* [Written problem] Exactly reproduce the lines from the one holding "Tag every instance of the potted shrub" through the final line of the listing below, with both ends included and nothing else.

* [Task data]

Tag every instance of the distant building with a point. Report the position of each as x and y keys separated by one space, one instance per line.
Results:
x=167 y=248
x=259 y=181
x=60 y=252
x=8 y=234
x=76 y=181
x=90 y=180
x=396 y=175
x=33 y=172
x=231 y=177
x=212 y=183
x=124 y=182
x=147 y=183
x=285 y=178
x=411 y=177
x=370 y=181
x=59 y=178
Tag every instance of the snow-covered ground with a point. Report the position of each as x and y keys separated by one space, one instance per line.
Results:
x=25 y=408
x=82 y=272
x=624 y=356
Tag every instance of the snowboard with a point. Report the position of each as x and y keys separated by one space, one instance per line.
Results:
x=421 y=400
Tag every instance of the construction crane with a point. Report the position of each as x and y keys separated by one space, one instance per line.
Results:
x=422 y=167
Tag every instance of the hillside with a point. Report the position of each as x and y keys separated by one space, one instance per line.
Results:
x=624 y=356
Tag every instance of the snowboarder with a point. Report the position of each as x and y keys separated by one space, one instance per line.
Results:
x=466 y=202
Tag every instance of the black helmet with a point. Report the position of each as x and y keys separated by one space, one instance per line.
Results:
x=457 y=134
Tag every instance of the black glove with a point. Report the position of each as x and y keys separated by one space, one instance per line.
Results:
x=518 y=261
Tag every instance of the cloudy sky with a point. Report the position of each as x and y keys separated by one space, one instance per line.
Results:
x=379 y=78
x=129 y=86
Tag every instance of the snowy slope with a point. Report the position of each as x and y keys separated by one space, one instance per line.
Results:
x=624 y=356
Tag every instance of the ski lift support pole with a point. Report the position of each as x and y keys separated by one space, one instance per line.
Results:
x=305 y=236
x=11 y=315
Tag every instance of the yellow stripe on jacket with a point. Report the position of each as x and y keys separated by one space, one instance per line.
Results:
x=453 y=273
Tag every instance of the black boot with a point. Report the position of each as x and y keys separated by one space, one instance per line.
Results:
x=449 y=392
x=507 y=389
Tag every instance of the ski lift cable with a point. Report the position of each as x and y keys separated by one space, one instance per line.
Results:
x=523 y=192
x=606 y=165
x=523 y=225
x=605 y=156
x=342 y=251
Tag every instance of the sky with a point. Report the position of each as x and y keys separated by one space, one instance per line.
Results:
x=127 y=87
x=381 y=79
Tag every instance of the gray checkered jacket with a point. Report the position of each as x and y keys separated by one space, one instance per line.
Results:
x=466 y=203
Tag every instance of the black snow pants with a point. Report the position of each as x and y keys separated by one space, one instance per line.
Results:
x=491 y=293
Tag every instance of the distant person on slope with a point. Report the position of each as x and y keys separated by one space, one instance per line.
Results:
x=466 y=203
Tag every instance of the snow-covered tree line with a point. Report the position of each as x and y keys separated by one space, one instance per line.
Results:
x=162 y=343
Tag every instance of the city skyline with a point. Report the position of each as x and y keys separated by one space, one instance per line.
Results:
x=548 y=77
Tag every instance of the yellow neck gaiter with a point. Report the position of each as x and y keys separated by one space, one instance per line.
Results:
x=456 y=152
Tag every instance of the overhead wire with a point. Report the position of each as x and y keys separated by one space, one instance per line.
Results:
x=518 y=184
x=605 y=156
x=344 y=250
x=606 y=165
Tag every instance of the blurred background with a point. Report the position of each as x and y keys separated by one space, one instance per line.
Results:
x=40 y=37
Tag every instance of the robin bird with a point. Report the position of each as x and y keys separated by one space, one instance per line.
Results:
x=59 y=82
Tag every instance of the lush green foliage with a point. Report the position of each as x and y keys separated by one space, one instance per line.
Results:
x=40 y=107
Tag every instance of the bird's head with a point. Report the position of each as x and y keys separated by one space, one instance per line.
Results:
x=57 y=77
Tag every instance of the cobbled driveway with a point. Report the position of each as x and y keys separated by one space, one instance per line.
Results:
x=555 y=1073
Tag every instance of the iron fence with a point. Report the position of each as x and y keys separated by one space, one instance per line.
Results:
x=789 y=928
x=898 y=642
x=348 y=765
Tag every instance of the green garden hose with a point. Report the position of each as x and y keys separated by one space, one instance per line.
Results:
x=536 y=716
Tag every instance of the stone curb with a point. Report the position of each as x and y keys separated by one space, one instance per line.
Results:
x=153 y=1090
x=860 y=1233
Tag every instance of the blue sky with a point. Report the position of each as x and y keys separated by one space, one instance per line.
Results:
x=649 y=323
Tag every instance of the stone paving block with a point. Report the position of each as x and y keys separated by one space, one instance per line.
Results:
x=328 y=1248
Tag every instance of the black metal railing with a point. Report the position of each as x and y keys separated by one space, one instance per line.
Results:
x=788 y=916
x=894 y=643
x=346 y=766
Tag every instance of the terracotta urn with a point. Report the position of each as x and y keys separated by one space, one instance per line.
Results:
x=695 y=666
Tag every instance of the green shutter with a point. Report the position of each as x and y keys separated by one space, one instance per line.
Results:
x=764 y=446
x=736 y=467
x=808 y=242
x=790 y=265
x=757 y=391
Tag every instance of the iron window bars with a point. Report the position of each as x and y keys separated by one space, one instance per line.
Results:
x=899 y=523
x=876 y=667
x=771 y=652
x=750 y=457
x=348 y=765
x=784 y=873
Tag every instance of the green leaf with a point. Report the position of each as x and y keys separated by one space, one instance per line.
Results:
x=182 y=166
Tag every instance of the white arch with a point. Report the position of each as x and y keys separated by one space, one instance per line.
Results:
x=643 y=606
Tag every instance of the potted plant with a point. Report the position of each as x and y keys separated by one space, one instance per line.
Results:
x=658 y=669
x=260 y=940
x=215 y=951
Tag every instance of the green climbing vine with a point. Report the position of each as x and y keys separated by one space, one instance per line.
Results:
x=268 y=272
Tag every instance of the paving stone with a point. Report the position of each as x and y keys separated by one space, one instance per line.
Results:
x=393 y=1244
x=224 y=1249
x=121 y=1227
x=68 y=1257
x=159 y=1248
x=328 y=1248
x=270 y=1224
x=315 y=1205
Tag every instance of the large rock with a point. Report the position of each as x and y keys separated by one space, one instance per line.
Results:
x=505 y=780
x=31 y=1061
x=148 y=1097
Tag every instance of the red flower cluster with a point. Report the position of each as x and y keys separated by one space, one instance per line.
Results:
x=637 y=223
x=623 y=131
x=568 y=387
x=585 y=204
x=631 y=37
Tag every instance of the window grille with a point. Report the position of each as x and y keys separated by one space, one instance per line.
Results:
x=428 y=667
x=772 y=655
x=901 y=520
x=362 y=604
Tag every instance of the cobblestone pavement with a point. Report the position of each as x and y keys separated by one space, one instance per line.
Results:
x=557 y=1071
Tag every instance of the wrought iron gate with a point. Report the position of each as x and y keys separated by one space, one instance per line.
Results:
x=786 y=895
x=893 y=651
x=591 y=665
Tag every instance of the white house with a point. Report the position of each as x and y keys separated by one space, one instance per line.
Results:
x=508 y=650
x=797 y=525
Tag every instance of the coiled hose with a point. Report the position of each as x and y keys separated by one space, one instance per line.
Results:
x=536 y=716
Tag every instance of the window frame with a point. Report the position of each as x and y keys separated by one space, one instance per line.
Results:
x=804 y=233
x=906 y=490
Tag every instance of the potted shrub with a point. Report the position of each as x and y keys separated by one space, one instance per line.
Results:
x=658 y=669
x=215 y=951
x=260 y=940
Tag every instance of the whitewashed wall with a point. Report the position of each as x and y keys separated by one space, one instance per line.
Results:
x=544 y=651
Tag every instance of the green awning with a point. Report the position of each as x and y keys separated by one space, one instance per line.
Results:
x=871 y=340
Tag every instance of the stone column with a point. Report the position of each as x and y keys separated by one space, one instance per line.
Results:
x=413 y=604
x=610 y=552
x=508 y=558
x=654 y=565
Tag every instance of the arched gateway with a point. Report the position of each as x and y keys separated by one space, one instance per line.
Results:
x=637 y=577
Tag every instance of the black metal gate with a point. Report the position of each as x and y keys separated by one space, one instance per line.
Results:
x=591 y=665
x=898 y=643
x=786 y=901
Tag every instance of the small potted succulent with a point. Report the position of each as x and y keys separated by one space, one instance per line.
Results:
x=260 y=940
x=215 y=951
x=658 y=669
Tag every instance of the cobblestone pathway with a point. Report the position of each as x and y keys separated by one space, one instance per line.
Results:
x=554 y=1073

* [Answer for this exercise]
Tag every instance of the potted shrub with a point. Report the position of each as x and y keys separated by one space, one instance per line.
Results:
x=658 y=669
x=215 y=951
x=260 y=940
Tag every instance of the whitewashed wall with a point. Report the position of each as x and y keys separated by one space, one instance per line.
Results:
x=544 y=651
Tag every instance of the green awning with a point. Report the position of each as x and y keys separated by one space, one instance per line.
Results:
x=871 y=340
Tag every instance of the stone column with a point. Report the position of each as x and y keys separated by one space, one instance per line.
Results:
x=413 y=604
x=610 y=552
x=508 y=558
x=654 y=565
Tag every instance of the arched gateway with a point. Report the position of each as x and y keys separated by one space, one instance per line.
Results:
x=637 y=577
Tag every instance of the black metal gate with a point. Report the position of each as x and y keys separated by one space, one instance per line.
Results:
x=591 y=665
x=898 y=643
x=786 y=901
Tag every instance of the small potted succulent with a point. Report the position of each as x and y keys separated by one space, one instance per line.
Results:
x=260 y=940
x=215 y=951
x=658 y=669
Tag every instance of the cobblestone pathway with a point. Report the position of each as x and y keys separated by one space, one instance per line.
Results:
x=554 y=1073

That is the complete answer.